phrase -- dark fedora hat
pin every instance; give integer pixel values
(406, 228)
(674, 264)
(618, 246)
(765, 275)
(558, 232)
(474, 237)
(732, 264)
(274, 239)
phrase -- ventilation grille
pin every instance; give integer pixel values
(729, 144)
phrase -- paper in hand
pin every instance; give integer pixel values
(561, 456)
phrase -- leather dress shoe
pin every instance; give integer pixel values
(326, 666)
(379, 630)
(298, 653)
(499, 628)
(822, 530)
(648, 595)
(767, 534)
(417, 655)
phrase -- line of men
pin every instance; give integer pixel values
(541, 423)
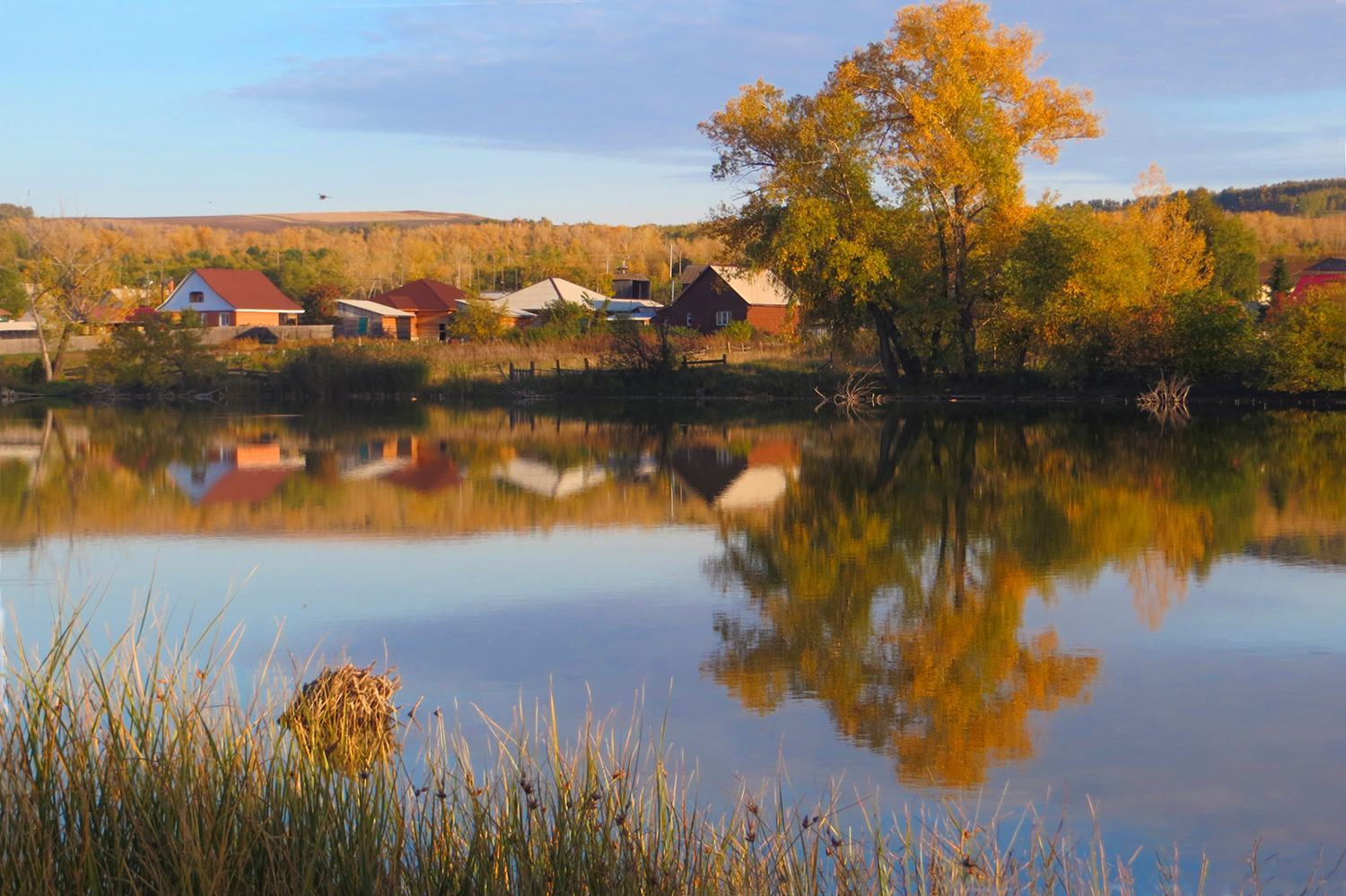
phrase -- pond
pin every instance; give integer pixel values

**Goal**
Give every line of the listing above as a JSON list of strings, one string per line, with blank lines left out and the pictures omitted.

**Reply to the exercise**
[
  "phrase -- dark fedora hat",
  "pin every instance; give integer pixel values",
  "(406, 228)",
  "(674, 264)",
  "(618, 246)",
  "(765, 275)",
  "(558, 232)",
  "(474, 237)",
  "(732, 264)",
  "(274, 239)",
  "phrase -- ventilation grille",
  "pin every instance; give integer pixel values",
  "(729, 144)",
  "phrase -- paper in hand",
  "pin every instance; give integer pixel values",
  "(561, 456)",
  "phrase -- leather dress shoe",
  "pin every instance; give integer pixel values",
  "(326, 666)",
  "(379, 630)",
  "(298, 653)",
  "(499, 628)",
  "(822, 530)",
  "(648, 595)",
  "(767, 534)",
  "(417, 655)",
  "phrase -- line of men",
  "pin every instance; give integer pixel values",
  "(541, 423)",
  "phrase -- pond",
  "pin every instance; give integer pixel values"
]